--- Given entries Enclosed Below ---

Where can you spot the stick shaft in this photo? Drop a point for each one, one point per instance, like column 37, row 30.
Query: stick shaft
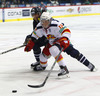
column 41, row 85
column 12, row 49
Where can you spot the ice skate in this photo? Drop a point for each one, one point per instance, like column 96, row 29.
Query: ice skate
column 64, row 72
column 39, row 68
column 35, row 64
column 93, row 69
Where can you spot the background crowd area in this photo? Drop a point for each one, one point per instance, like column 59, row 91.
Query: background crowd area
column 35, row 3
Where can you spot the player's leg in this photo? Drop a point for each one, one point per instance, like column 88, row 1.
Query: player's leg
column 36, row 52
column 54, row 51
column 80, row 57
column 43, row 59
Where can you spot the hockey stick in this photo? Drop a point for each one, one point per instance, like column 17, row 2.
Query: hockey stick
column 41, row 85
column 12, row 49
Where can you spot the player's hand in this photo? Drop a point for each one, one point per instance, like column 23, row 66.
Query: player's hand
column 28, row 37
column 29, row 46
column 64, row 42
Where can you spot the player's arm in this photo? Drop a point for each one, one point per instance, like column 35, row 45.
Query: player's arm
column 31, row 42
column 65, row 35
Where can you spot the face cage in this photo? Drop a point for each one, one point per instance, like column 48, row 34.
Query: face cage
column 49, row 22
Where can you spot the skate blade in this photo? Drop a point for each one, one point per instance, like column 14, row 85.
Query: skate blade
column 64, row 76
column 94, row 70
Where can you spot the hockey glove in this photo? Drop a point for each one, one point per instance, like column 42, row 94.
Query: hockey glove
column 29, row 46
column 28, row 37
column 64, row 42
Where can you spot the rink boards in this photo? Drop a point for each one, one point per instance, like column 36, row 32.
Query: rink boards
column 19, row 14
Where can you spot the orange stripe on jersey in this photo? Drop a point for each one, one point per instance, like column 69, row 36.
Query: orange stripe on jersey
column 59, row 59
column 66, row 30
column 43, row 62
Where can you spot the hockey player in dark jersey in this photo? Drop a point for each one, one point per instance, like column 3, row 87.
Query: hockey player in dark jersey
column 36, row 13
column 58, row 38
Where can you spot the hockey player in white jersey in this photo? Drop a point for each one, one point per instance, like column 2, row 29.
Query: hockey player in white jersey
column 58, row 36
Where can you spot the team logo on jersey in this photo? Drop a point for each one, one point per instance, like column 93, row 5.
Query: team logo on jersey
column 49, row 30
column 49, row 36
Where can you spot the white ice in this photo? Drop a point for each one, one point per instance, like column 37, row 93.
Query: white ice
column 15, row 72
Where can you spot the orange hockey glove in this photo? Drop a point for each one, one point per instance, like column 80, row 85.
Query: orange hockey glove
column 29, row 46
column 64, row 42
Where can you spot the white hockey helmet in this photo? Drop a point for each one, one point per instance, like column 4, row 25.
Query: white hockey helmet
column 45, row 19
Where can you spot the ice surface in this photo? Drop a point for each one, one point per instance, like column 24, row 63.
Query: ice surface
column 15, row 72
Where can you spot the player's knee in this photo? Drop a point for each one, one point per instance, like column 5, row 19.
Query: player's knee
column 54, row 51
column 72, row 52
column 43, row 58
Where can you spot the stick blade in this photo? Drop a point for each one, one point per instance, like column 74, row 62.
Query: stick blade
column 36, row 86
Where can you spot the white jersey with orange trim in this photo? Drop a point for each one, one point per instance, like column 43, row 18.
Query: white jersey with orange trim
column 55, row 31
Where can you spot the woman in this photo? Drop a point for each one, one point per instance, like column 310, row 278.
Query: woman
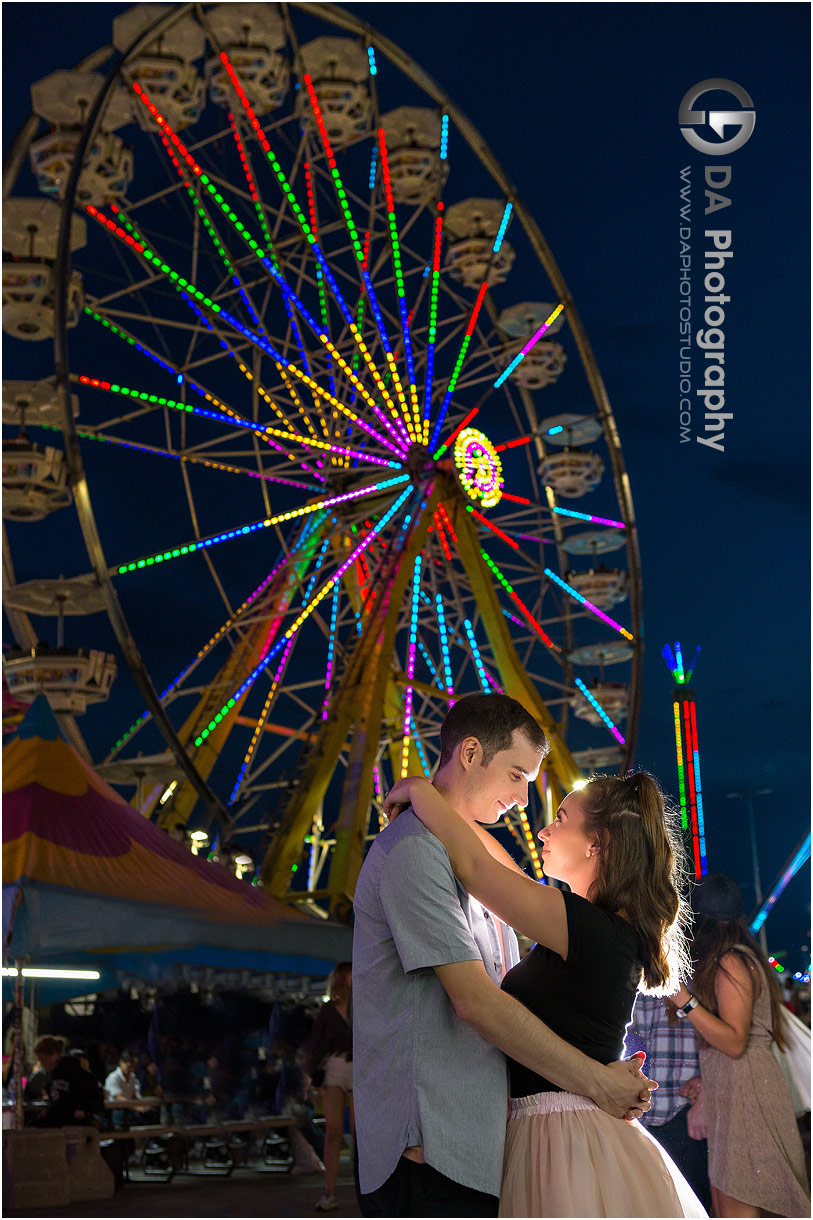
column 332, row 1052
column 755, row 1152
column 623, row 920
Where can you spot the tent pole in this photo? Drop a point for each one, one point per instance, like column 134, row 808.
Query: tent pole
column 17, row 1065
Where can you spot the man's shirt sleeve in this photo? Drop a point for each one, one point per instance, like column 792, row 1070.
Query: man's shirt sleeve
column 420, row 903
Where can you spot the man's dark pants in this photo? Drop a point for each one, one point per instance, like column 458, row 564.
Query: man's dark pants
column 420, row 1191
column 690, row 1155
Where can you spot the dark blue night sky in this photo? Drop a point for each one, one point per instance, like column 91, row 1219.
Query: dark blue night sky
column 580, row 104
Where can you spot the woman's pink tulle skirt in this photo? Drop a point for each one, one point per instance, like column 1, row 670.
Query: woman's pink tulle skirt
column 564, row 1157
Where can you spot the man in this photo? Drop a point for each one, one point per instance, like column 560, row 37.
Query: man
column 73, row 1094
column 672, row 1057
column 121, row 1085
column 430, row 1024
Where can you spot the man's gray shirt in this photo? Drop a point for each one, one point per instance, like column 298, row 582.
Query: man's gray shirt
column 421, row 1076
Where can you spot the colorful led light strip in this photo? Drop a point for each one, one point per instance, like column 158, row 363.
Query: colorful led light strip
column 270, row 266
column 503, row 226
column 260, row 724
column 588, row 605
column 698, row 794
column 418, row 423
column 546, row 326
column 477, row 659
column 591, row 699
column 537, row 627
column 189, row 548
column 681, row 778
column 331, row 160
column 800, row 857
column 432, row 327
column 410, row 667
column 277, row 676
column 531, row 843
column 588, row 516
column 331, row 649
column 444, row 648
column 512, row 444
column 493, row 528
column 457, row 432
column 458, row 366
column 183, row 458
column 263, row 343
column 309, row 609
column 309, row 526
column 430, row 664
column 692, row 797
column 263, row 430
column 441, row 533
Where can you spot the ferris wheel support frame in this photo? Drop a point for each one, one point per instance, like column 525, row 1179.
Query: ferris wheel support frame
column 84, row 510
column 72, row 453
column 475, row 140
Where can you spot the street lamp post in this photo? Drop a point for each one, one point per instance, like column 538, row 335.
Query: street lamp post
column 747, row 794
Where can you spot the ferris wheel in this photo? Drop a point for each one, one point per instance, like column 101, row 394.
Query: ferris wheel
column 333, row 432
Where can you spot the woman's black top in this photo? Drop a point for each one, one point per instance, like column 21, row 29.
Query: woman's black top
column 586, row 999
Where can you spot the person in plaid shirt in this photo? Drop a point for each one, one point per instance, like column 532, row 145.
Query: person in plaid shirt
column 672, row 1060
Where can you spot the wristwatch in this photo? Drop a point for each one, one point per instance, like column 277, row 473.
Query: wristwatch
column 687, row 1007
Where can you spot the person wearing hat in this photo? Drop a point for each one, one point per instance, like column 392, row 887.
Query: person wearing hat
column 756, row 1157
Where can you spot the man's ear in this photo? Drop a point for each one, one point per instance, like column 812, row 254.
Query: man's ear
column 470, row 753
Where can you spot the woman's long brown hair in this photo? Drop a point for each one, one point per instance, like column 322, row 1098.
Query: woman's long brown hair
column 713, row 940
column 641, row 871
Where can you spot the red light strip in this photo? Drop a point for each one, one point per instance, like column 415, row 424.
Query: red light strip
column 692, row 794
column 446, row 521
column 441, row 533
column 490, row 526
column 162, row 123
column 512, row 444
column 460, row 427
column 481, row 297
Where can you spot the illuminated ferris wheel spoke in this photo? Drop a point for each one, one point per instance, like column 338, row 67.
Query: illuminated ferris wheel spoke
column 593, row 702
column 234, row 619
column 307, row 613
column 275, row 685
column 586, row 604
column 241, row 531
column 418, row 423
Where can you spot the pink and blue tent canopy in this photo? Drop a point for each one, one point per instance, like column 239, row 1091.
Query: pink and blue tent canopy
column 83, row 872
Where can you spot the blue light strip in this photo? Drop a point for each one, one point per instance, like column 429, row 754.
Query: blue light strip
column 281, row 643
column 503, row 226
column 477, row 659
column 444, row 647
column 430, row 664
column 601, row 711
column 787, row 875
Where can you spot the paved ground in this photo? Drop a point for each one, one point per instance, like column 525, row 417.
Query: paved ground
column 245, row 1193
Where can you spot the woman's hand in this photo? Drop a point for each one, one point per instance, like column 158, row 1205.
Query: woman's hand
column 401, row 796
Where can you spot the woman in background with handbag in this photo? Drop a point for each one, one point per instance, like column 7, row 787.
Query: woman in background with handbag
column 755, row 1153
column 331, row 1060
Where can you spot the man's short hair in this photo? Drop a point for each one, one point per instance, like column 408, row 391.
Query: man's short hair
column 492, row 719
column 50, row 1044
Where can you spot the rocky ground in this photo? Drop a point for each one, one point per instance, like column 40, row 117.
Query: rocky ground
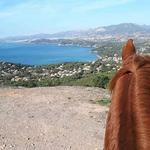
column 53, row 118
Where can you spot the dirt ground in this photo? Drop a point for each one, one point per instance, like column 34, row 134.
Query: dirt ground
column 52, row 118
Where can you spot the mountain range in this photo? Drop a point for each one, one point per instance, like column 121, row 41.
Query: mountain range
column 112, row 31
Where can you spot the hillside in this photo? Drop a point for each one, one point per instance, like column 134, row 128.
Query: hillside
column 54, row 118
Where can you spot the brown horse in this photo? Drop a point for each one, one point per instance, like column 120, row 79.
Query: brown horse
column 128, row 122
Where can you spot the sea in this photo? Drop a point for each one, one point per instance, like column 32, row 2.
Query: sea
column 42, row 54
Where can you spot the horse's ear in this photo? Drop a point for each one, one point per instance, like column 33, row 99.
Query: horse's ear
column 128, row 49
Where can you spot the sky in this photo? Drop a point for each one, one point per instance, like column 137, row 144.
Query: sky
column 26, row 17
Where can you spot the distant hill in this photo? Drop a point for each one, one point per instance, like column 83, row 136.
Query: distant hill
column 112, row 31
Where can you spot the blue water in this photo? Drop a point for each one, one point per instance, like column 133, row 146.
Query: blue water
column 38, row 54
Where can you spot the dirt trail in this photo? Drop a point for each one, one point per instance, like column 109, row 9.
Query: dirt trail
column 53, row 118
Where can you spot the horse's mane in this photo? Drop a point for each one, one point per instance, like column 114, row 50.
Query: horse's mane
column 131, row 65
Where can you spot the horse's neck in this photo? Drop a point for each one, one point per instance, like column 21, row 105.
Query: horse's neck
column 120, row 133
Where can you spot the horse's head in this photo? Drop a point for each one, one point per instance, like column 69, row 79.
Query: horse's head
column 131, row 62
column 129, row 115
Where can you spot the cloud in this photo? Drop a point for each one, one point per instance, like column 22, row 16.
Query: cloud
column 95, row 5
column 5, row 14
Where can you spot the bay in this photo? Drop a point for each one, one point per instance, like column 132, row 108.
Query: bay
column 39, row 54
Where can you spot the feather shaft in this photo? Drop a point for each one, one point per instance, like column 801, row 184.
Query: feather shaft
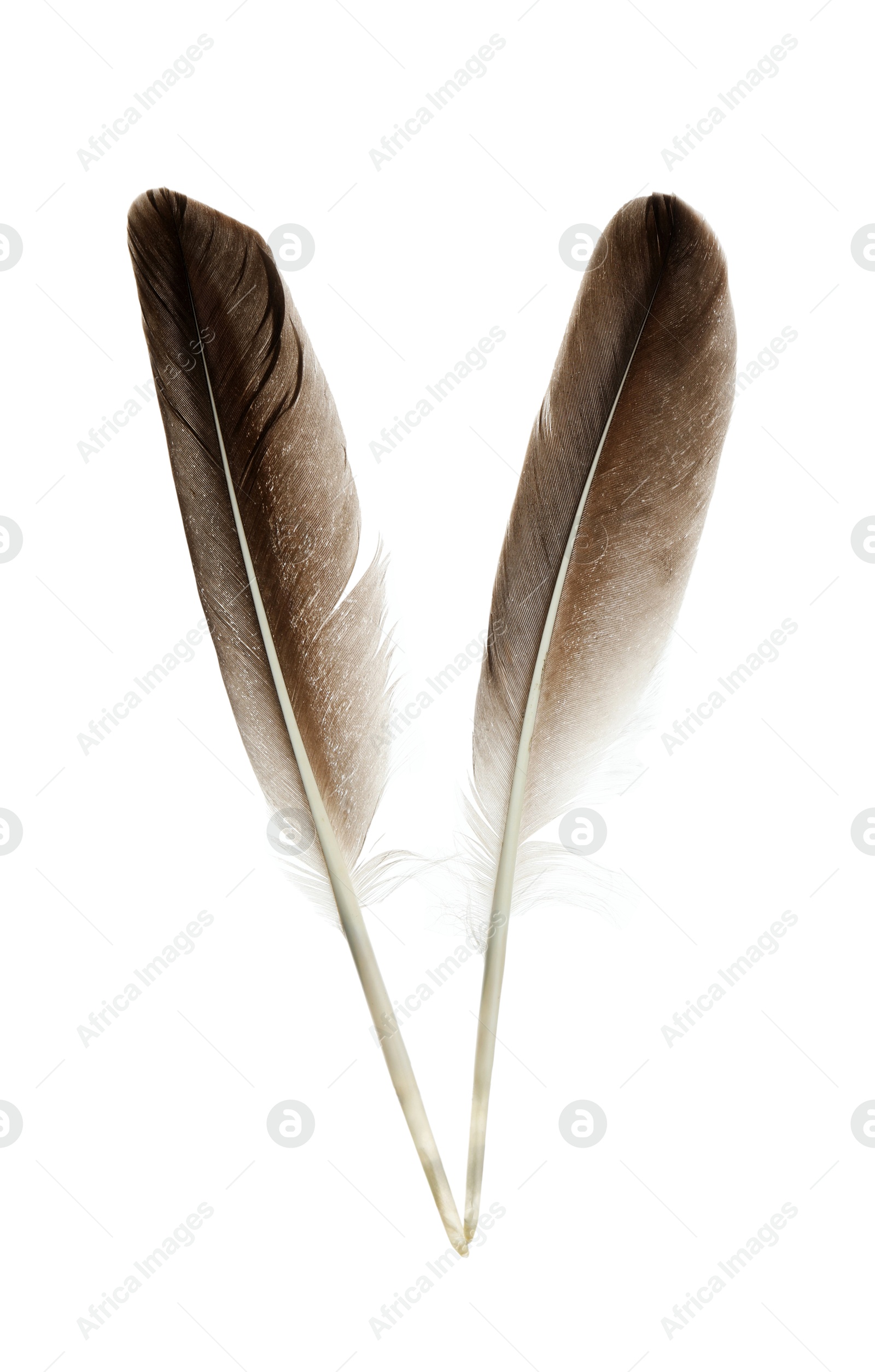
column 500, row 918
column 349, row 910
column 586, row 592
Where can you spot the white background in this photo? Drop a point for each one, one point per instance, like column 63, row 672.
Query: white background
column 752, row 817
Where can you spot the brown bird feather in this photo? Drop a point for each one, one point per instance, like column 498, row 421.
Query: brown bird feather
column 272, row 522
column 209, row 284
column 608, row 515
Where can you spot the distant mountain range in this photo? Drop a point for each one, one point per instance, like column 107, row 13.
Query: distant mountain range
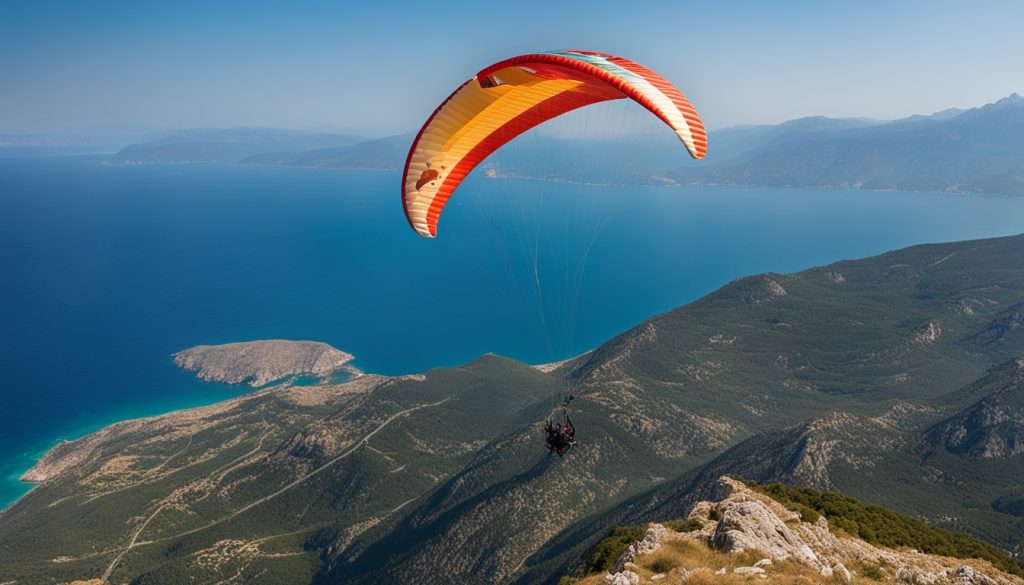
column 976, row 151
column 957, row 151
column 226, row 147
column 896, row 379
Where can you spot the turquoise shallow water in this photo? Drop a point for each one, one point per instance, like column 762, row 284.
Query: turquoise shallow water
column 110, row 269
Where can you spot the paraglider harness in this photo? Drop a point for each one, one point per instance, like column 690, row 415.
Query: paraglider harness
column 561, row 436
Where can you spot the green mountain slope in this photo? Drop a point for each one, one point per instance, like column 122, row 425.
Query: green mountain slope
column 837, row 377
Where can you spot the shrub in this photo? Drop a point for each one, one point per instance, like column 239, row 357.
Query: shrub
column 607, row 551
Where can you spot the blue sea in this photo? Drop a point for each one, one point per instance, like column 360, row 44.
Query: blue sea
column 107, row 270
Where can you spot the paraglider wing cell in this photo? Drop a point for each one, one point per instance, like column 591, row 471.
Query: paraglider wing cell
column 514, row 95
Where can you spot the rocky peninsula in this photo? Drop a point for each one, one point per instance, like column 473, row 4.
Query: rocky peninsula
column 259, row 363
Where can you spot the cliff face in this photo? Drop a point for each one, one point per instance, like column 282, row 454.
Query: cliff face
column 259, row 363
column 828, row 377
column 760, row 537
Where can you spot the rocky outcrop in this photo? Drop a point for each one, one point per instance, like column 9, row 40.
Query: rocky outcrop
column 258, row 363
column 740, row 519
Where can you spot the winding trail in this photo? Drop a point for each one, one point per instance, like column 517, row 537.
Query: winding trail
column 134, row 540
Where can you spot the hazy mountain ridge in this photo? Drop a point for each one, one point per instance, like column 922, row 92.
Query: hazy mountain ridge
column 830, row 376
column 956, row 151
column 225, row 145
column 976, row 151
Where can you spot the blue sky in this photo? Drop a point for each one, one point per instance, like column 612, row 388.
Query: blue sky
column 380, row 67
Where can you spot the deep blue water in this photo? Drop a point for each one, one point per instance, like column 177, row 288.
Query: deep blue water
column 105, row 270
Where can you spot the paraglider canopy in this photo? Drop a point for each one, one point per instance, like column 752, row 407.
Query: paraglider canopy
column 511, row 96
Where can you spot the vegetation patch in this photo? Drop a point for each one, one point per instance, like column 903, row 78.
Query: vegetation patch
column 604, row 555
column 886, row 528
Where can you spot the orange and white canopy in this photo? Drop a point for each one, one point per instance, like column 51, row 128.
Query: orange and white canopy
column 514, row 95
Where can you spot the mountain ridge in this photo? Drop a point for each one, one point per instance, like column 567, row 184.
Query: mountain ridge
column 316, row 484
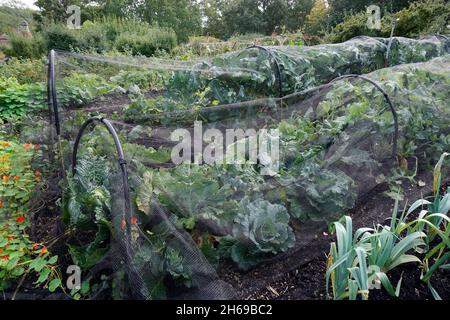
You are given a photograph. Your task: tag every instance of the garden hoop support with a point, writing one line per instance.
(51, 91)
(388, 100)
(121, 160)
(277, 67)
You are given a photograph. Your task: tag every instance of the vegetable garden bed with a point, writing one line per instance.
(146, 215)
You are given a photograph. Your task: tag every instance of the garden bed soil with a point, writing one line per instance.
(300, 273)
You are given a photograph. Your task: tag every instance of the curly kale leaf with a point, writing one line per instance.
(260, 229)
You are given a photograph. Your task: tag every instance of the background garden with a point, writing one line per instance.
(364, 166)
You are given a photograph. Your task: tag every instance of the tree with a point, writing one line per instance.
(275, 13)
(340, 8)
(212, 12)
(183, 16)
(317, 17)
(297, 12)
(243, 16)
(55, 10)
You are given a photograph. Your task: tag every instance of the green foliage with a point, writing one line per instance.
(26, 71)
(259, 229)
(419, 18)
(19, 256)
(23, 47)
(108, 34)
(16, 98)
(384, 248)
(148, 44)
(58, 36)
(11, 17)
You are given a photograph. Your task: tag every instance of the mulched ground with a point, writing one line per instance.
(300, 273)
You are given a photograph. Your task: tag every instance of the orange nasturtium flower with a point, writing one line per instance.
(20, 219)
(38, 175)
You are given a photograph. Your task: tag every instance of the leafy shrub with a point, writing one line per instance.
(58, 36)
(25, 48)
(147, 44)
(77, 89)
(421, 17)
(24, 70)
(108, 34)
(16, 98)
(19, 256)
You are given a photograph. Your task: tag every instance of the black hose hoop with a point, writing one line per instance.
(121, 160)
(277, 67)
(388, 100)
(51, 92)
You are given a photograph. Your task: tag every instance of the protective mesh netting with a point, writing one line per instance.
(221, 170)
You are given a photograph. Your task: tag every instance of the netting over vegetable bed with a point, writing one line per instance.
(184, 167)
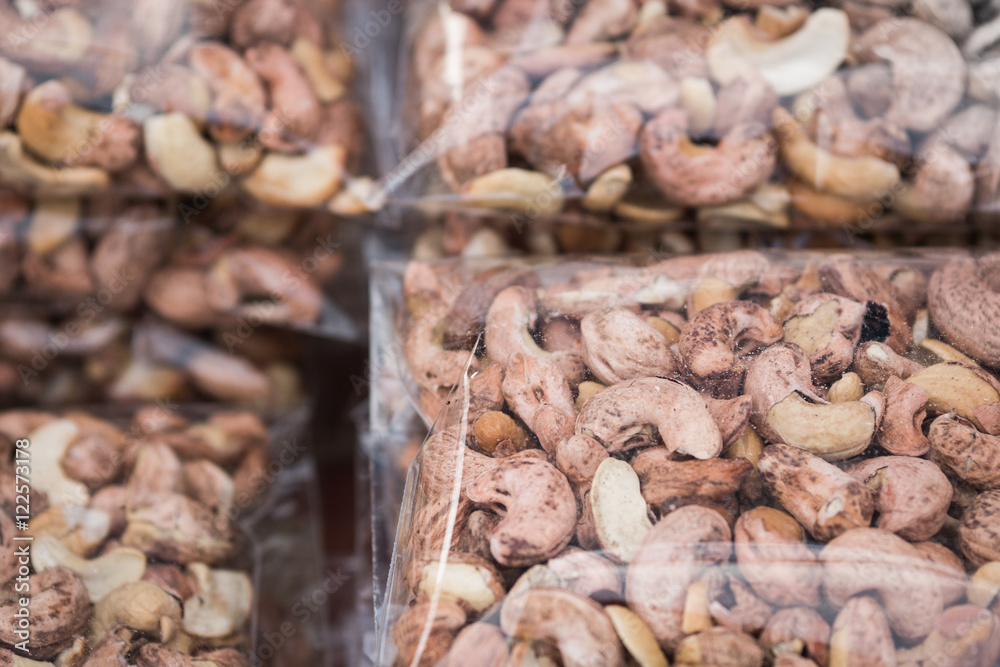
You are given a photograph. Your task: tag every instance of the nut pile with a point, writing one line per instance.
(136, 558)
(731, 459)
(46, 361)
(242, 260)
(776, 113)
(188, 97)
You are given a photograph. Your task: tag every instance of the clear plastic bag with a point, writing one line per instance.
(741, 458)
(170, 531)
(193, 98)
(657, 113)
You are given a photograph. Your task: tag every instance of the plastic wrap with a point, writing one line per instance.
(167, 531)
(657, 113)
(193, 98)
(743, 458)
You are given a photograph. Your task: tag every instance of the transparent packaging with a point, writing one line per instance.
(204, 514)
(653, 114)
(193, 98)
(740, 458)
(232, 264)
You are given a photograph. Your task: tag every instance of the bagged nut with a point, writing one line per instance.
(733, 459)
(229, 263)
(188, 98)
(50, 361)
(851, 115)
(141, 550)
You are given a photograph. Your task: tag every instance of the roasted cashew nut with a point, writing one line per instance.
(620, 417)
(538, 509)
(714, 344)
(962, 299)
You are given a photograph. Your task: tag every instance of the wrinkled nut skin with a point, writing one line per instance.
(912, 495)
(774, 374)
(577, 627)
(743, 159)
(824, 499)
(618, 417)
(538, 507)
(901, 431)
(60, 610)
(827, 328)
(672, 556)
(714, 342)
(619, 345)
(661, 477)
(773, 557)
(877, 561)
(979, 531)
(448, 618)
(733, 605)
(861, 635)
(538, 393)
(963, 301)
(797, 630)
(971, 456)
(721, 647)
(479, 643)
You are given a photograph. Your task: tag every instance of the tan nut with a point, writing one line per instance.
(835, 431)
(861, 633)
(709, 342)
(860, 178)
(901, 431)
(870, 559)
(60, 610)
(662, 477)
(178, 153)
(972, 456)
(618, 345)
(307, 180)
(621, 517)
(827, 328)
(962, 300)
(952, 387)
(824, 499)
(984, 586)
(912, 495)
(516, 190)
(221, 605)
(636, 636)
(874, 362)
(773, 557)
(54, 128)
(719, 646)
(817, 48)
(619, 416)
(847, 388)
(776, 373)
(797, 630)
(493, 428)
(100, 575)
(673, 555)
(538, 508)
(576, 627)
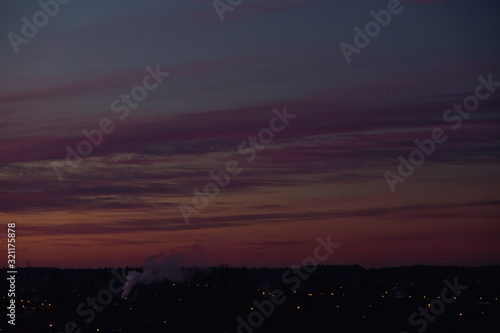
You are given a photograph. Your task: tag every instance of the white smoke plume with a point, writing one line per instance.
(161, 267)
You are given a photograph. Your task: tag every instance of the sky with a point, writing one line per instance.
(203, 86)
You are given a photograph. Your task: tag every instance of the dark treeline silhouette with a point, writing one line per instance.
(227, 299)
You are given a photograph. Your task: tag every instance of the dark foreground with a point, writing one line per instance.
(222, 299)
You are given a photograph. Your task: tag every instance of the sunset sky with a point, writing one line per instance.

--- End of Enclosed Given entries ---

## [The task]
Going back over the entries above, copy word for word every line from the one that has "Query: player's arm" on through the one that has "Where can you spot the orange stripe".

## [Completed task]
Query: player's arm
column 31, row 42
column 65, row 35
Where can you spot the face cage in this photo? Drop a point for each one, one point per instance, like column 48, row 34.
Query: face cage
column 49, row 22
Where can you spot the skate blade in this photo? Drop a point for each one, one point per instance, like column 14, row 85.
Query: skate blade
column 64, row 76
column 94, row 70
Where can you spot the hockey glove in this photo? Drop a point for each one, one point per instance, like column 42, row 94.
Query: hockey glove
column 29, row 46
column 28, row 37
column 64, row 42
Where can you spot the rink boards in this photo? Drop a point for each one, one point per instance, like column 36, row 32.
Query: rink boards
column 19, row 14
Where can you spot the orange stripe on jersey in this photo? Drop a point for each one, one point per instance, like column 69, row 36.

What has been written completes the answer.